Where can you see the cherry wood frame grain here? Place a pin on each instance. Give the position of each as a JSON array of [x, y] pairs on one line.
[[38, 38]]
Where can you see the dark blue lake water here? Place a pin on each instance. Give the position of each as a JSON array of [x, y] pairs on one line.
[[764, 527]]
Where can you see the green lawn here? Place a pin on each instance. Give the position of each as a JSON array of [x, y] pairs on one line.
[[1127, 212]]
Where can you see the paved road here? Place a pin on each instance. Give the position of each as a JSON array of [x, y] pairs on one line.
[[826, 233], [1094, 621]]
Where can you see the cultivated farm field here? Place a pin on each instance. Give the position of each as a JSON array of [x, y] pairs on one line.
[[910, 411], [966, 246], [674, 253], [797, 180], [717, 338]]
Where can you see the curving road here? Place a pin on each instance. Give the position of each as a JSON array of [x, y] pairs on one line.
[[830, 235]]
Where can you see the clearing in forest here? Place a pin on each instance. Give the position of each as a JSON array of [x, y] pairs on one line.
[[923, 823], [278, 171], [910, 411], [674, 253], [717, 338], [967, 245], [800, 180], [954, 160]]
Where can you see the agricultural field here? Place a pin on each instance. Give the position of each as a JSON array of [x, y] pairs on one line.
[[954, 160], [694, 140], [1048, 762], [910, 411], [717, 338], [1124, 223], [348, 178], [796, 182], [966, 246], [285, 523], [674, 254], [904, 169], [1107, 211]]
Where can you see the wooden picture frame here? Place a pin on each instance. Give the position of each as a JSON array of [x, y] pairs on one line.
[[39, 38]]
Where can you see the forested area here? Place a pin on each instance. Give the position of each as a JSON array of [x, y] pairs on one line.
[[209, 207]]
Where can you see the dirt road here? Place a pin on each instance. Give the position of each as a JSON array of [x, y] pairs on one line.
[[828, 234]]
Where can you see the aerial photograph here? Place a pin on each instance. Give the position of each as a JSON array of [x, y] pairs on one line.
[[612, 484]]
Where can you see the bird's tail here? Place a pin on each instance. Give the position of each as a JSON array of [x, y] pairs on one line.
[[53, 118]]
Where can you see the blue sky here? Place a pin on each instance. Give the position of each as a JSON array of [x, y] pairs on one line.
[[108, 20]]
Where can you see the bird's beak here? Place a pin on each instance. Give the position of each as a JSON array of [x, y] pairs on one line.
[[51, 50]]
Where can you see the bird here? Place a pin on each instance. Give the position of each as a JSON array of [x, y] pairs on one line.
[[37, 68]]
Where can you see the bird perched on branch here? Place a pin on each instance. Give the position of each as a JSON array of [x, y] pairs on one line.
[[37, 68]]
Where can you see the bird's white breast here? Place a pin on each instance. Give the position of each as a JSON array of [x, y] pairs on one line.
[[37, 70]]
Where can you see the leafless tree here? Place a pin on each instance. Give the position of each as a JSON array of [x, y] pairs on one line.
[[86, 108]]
####
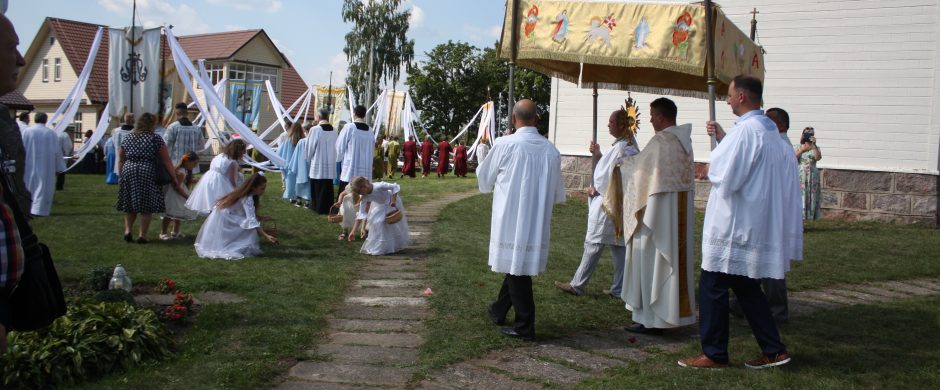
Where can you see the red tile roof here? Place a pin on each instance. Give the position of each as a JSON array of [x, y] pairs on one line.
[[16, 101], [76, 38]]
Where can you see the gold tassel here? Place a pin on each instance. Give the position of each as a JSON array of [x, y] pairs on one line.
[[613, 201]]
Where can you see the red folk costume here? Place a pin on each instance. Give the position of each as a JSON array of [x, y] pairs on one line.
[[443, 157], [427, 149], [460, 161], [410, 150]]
####
Can you copy the records word for word, beginning at the line that has "Where can you see the curving" and stopping after the line that has "[[830, 235]]", including both of those lines?

▶ [TASK OUTPUT]
Where can you see the curving road here? Place a pin on each instance. Give the position of each as a JSON array of [x, y] pairs on one line.
[[830, 235]]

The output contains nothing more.